WHAT YOU ARE ASKED TO DO - Copy each line of the listing below word for word.

[A run of records]
:::

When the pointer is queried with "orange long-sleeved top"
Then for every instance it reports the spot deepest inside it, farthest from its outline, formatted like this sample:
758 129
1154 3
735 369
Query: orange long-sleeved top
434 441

:::

ANSWER TO THE EXERCISE -
When the pointer is queried with "orange long-sleeved top"
Then for every instance it reports the spot deepest inside it, farthest from its outline, formatted like this sample:
758 129
1154 3
735 369
Query: orange long-sleeved top
434 441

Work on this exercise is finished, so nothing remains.